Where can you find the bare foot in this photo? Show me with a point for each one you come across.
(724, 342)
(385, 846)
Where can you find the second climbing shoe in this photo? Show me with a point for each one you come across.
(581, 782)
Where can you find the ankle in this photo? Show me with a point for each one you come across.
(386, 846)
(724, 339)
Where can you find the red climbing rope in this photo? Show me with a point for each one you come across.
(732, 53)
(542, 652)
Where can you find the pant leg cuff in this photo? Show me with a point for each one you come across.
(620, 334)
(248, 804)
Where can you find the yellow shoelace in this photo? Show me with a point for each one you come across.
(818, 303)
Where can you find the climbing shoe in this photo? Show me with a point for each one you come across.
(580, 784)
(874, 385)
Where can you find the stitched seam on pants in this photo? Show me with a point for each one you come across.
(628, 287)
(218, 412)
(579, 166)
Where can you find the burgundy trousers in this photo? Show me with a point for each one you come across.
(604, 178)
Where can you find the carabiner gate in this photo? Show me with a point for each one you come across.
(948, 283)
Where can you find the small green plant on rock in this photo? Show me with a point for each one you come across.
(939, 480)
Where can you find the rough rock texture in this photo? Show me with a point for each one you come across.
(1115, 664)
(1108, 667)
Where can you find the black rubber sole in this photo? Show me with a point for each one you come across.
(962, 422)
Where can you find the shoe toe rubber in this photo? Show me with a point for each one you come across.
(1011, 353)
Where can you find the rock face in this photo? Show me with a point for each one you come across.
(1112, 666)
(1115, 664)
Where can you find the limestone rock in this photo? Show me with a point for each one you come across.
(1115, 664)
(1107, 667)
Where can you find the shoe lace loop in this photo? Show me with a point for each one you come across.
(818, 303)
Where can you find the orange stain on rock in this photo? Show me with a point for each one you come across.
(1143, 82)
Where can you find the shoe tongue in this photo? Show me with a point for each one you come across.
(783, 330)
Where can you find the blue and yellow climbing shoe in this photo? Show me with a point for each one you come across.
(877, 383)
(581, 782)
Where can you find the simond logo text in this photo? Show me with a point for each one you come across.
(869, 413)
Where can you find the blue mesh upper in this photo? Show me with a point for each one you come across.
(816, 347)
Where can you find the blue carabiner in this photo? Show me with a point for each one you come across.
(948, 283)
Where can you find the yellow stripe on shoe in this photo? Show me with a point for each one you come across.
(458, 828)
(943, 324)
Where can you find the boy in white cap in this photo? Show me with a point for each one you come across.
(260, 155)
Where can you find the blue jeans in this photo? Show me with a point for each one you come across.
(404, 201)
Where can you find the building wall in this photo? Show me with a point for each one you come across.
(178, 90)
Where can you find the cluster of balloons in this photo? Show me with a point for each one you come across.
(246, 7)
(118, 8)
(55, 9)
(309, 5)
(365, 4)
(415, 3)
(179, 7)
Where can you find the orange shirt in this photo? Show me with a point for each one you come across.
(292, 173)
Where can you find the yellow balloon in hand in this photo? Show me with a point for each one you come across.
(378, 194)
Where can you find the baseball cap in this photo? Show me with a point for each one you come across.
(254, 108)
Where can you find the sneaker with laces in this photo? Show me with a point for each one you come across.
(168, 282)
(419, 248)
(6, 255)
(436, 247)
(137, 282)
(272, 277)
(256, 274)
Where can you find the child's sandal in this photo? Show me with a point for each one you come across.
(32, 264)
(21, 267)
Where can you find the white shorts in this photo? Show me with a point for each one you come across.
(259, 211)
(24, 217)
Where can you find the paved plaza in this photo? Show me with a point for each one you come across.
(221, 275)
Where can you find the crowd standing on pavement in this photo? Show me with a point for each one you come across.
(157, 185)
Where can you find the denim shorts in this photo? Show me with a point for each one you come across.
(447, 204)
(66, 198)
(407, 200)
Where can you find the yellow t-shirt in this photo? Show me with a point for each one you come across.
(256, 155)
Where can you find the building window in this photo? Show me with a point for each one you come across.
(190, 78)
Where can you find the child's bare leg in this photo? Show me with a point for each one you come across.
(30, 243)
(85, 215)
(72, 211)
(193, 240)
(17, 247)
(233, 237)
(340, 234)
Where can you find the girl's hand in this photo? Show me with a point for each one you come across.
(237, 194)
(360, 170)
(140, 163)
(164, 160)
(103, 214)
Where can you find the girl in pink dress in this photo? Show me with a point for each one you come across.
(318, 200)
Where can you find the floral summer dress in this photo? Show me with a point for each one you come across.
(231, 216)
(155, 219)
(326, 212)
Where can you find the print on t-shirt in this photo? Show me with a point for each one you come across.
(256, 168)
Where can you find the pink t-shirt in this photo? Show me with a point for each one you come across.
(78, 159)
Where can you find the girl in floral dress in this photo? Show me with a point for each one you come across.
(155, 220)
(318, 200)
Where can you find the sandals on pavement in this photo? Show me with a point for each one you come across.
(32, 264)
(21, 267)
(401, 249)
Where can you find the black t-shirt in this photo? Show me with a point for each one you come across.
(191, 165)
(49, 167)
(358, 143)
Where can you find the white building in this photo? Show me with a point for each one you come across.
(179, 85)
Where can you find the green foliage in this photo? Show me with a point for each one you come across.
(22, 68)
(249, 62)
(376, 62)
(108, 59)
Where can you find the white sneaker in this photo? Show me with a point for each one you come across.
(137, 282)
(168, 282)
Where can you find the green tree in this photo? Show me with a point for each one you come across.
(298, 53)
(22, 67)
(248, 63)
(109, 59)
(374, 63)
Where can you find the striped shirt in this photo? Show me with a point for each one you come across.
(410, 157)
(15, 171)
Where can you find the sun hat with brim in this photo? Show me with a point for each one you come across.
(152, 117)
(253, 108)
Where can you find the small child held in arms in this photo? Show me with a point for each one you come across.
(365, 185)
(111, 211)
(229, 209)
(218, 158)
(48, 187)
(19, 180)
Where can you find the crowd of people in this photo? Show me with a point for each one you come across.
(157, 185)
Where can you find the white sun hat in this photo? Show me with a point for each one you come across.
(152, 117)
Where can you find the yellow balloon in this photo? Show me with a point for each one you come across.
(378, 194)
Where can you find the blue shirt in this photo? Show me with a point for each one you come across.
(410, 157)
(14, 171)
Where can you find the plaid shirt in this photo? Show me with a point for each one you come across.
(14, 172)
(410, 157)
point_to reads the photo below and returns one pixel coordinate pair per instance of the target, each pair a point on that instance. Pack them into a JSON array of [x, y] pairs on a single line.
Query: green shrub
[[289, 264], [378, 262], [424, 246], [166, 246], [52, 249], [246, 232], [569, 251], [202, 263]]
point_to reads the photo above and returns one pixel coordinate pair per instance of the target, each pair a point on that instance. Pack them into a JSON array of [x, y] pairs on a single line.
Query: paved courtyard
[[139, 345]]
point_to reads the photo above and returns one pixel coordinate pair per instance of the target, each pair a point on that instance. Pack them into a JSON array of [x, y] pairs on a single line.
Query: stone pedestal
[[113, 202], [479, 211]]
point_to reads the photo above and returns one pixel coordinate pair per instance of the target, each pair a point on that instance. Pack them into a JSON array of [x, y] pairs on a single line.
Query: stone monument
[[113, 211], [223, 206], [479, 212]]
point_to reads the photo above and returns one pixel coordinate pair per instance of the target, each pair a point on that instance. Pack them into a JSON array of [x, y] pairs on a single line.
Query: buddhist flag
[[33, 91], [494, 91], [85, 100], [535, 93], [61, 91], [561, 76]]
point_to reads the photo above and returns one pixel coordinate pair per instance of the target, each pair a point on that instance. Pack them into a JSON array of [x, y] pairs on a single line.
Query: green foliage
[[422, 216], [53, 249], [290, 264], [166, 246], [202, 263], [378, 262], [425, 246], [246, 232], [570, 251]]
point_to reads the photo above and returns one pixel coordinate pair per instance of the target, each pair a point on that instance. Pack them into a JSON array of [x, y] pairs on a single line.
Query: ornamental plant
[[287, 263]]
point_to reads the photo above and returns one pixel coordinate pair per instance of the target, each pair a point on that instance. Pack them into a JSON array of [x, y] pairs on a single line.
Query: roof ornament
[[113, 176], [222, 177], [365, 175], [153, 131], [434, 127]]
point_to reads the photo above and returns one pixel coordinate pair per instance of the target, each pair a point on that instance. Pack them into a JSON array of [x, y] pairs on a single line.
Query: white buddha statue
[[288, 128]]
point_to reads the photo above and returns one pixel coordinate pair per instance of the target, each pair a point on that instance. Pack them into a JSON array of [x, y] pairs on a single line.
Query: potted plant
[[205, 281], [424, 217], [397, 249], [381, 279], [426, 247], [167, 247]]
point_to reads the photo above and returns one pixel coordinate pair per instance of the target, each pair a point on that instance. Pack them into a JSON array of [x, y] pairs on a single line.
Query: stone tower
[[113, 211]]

Required action: Output these and nothing else: the lines from the one holding "Query: potted plant" through the final line of the entries above, exactly as they appear.

Task response:
Query: potted plant
[[205, 281], [424, 217], [397, 249], [381, 279], [426, 247], [167, 247]]
point_to reads the photo above and returns one pixel coordinate pair per instance of the target, each pair a point on that instance. Pack them into a JSON array of [x, y] pairs on a single line.
Query: stone tower
[[113, 211]]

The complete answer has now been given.